## EXERCISE INSTRUCTIONS
List every line in the entries below that contains the string "traffic", and copy each one in full. Count only matches with the same case.

## GIVEN ENTRIES

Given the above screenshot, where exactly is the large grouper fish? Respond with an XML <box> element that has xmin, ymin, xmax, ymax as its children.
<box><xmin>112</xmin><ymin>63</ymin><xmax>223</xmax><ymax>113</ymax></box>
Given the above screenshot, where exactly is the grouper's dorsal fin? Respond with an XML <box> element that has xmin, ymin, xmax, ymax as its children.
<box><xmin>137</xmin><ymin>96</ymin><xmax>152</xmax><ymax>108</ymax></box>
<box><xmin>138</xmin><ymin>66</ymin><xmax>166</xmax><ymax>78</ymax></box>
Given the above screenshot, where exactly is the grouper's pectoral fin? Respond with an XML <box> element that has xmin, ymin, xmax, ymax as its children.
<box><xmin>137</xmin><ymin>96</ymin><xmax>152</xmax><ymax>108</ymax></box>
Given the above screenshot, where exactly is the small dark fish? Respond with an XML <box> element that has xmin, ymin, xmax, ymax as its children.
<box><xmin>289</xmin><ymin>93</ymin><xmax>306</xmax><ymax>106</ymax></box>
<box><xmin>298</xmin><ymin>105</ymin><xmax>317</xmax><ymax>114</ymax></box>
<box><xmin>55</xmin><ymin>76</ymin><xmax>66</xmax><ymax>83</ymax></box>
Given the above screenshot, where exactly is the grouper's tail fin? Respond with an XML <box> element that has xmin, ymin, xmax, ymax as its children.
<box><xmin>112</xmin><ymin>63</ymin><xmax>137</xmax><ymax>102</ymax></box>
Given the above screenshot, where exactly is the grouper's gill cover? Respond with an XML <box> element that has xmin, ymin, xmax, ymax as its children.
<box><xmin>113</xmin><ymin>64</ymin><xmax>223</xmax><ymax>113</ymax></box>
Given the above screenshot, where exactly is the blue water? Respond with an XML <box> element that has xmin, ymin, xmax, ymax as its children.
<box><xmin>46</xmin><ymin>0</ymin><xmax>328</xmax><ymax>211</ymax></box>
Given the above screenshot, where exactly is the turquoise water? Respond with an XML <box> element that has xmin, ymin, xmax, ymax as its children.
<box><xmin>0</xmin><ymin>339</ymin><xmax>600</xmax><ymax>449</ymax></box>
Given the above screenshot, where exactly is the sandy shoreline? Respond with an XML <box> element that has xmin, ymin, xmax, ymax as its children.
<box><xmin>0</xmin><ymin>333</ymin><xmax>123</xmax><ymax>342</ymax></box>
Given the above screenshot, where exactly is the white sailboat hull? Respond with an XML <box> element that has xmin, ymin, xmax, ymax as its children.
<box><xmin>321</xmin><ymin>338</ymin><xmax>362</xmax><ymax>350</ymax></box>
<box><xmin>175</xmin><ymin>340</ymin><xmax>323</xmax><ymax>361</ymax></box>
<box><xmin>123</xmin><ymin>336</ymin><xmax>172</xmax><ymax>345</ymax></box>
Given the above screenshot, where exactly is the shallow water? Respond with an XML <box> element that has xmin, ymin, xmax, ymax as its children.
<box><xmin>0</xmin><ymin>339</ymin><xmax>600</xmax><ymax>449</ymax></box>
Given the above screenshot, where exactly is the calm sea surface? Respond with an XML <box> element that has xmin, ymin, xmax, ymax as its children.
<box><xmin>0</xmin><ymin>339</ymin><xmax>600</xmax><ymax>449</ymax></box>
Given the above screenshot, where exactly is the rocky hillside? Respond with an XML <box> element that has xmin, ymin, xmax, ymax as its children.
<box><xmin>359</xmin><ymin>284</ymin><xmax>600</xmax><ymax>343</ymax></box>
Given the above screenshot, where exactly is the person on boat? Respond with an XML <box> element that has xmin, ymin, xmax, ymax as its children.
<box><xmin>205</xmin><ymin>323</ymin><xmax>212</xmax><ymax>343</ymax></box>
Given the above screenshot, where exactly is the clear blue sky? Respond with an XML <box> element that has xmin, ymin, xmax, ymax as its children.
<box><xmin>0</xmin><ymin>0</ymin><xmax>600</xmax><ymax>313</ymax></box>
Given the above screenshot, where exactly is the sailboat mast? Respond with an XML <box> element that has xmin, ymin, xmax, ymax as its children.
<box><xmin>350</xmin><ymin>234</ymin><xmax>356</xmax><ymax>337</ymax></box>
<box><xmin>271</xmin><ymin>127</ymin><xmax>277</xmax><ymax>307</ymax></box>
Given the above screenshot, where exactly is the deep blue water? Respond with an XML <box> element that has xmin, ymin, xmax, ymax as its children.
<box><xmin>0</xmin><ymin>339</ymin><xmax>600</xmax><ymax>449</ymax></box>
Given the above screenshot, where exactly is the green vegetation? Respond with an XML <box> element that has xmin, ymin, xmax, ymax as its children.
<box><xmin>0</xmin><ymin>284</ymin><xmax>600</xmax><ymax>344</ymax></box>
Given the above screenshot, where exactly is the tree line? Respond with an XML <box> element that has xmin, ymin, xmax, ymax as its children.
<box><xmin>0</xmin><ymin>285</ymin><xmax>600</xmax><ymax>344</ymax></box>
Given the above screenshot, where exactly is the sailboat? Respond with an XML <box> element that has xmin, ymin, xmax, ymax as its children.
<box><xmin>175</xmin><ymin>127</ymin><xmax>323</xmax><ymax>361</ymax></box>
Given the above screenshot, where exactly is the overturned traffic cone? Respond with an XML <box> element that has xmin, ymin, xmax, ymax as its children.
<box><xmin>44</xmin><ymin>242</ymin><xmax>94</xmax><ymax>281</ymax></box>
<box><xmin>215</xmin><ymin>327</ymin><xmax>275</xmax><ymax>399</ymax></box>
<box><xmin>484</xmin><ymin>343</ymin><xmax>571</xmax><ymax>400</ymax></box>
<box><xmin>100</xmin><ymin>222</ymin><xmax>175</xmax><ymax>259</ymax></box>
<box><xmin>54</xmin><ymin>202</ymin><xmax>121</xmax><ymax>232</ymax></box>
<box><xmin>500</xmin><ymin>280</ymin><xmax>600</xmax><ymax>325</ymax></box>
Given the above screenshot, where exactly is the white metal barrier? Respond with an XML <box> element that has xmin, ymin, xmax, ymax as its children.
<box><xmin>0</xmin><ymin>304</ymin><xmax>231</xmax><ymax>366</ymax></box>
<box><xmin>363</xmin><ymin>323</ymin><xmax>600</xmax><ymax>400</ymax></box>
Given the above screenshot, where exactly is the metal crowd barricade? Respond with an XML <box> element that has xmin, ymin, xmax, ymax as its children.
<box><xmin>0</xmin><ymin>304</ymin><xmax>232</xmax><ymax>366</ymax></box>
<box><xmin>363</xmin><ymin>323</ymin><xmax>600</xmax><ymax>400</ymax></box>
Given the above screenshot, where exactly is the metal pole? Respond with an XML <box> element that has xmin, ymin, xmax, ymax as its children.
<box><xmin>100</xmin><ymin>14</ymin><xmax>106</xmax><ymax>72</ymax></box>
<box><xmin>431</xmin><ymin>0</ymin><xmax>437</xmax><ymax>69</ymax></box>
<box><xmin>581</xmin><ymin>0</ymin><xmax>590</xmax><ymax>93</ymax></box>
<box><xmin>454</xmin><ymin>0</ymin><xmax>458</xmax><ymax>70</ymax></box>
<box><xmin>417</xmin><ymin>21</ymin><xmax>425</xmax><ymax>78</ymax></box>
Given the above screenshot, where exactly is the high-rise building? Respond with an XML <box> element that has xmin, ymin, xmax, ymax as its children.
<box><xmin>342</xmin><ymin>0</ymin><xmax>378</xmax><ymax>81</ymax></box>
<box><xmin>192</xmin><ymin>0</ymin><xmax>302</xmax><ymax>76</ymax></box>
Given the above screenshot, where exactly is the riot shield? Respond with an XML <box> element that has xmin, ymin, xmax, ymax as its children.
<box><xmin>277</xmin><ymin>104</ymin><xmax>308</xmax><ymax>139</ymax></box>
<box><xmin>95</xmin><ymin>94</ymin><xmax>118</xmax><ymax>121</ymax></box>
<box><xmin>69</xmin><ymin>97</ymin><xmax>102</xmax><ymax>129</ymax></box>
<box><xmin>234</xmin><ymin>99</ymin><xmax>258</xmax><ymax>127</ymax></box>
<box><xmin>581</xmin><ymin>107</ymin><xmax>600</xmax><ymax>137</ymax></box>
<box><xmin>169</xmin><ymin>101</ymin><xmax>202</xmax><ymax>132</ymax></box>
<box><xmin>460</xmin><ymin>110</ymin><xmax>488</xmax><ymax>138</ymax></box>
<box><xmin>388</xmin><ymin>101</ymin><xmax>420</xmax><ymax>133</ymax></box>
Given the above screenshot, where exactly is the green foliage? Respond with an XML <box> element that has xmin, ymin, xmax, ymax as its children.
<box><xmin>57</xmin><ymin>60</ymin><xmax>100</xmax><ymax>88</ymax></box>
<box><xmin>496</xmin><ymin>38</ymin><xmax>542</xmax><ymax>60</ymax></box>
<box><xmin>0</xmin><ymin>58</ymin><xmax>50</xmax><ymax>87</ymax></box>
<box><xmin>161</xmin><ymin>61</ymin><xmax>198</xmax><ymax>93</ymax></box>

--

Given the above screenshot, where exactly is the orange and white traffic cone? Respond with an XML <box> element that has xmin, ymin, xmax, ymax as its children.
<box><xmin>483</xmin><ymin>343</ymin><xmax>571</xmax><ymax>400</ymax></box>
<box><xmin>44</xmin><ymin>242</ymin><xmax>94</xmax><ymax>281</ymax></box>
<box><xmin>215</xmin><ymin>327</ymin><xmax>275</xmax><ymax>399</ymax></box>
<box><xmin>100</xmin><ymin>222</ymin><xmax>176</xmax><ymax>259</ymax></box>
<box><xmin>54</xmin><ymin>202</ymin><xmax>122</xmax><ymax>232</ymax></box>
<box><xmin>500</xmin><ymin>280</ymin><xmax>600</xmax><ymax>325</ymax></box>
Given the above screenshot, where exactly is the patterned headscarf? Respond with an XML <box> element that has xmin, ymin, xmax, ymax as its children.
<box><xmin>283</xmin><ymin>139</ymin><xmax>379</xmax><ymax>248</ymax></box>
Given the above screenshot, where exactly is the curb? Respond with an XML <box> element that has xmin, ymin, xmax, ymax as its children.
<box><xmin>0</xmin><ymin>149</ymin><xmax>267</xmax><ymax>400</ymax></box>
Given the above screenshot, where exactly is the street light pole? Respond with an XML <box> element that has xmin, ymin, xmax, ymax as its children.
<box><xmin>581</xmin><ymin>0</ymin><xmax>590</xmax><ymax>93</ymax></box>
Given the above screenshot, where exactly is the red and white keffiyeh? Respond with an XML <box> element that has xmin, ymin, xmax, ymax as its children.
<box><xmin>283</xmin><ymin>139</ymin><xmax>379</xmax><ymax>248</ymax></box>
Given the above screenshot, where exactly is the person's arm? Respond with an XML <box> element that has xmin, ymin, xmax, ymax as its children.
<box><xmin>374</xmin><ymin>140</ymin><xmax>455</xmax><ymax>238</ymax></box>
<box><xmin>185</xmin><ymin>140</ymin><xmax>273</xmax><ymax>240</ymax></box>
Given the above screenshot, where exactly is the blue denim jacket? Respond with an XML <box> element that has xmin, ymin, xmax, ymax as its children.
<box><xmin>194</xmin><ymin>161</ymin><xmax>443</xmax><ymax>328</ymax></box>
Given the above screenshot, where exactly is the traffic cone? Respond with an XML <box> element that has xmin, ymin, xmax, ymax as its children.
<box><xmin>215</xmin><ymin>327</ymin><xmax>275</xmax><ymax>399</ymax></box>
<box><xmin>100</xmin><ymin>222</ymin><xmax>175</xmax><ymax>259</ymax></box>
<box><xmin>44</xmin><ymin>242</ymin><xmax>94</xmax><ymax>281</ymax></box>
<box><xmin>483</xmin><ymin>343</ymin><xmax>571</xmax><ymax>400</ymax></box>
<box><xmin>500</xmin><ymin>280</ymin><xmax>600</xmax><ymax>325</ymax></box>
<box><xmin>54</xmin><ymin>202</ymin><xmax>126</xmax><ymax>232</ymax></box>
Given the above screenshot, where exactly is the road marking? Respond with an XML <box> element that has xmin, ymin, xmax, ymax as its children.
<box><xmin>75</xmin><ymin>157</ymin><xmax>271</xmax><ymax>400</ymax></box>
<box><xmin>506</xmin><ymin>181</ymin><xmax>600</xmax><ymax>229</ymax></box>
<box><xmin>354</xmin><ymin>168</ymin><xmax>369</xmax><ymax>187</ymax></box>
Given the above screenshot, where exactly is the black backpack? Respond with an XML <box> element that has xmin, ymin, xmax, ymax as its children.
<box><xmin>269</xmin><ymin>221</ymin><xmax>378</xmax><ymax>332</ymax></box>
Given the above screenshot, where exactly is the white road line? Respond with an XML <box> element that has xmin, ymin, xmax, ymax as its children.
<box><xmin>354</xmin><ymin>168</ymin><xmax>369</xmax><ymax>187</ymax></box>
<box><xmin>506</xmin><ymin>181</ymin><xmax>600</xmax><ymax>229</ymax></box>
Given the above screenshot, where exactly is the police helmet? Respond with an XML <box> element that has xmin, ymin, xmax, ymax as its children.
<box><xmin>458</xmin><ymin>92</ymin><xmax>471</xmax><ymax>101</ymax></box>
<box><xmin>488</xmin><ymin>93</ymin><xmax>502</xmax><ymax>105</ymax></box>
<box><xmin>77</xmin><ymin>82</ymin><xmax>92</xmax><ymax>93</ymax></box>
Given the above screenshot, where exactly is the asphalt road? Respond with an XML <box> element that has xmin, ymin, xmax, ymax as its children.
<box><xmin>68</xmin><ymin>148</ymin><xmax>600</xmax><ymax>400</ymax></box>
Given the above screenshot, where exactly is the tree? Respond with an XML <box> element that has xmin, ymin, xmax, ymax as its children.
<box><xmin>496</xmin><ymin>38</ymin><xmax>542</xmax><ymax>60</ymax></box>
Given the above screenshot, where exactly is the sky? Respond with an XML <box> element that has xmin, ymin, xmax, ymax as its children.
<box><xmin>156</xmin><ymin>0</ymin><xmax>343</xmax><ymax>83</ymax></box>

* * *

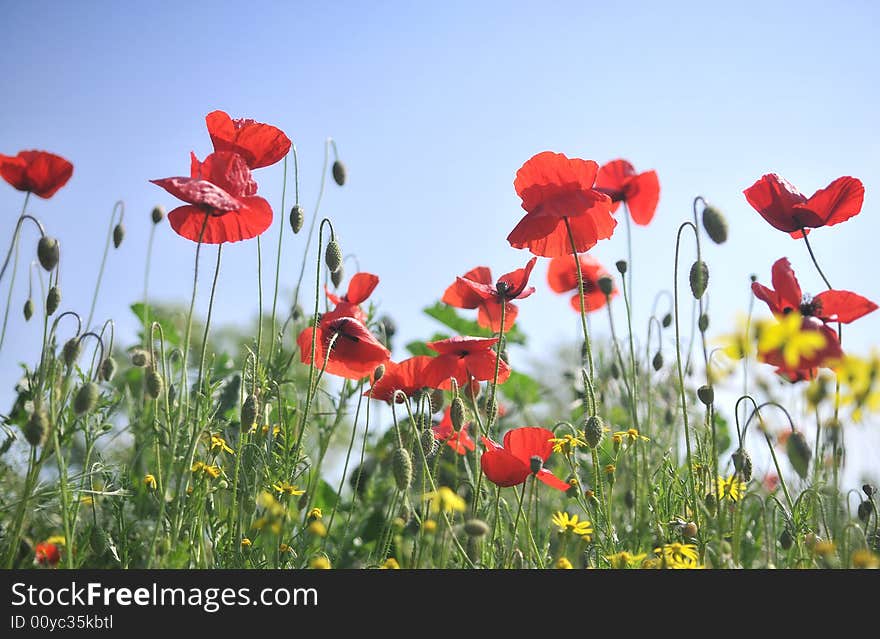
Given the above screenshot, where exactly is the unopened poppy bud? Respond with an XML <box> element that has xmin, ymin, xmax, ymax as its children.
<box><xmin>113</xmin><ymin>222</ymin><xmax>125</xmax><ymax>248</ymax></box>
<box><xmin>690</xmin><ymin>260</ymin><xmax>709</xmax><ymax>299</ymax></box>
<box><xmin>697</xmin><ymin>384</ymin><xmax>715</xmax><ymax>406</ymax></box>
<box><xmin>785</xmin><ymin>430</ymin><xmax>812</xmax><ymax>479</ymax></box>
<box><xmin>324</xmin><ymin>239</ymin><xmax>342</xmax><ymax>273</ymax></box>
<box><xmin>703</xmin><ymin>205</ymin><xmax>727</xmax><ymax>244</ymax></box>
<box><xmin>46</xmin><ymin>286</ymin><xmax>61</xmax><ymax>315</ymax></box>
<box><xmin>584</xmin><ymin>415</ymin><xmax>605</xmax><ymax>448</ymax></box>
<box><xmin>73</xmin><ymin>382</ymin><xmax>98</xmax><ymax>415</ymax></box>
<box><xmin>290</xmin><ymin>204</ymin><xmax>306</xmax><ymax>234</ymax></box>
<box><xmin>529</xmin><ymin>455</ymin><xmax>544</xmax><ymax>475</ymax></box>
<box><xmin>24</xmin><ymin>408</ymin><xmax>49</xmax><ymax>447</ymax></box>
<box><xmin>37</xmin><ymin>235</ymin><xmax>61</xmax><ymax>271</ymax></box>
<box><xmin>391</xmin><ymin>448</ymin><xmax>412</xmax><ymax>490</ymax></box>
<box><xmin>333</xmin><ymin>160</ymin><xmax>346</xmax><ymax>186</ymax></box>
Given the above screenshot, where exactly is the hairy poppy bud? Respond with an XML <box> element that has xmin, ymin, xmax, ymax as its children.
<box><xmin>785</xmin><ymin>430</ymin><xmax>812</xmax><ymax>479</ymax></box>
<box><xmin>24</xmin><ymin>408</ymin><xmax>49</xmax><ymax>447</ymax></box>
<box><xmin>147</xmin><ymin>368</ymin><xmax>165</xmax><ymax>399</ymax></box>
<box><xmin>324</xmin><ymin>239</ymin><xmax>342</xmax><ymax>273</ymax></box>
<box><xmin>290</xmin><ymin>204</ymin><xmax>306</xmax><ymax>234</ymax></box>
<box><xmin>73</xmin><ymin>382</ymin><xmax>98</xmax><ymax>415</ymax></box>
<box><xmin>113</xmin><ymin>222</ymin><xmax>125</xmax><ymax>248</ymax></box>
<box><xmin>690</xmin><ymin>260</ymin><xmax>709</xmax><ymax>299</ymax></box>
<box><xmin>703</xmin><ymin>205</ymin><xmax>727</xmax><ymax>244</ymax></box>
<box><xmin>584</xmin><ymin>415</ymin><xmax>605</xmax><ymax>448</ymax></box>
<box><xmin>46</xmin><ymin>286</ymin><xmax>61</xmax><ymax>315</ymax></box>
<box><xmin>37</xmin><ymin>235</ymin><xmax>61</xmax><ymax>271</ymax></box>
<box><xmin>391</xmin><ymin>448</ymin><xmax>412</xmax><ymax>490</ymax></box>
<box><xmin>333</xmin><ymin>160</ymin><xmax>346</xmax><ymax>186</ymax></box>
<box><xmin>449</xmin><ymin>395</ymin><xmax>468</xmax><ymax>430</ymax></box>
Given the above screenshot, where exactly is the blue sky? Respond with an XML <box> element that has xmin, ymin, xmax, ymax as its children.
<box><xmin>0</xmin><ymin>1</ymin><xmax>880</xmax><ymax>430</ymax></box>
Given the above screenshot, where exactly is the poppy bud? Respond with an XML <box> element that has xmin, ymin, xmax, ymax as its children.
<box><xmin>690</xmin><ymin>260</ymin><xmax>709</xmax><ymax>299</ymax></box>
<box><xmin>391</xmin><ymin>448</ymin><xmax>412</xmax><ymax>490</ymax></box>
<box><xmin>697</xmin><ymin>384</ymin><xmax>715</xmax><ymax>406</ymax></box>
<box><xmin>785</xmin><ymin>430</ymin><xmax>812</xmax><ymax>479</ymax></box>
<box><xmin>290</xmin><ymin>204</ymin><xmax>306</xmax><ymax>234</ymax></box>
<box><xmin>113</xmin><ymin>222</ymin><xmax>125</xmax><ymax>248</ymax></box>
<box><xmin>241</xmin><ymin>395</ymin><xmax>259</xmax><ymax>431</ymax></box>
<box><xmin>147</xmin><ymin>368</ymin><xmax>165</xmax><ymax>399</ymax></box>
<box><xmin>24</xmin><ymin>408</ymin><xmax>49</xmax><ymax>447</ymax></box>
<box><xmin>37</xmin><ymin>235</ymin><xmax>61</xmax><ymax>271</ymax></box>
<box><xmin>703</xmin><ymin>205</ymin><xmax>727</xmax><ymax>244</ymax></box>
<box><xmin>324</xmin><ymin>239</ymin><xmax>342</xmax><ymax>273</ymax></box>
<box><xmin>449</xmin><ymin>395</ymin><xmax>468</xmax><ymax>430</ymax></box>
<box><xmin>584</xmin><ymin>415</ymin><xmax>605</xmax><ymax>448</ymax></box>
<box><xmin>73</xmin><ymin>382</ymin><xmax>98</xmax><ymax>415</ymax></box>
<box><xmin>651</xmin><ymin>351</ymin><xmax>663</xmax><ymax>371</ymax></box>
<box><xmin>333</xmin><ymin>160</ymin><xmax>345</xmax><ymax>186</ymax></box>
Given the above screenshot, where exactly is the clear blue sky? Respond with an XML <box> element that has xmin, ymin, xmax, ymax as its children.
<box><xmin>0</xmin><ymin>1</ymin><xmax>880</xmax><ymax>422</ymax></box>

## THE SOLUTION
Given the above screenshot, where exactly is the overturned traffic cone? Respond with an XML <box> element that has xmin, ymin, xmax, ymax as its children.
Given the above screenshot, where exactly is the orange and white traffic cone? Respond with an XML <box> element that has xmin, ymin, xmax, ymax as its children.
Given the above screenshot, where exactly is the traffic cone? Respond with an XML <box> element that has xmin, ymin, xmax, ymax as its children.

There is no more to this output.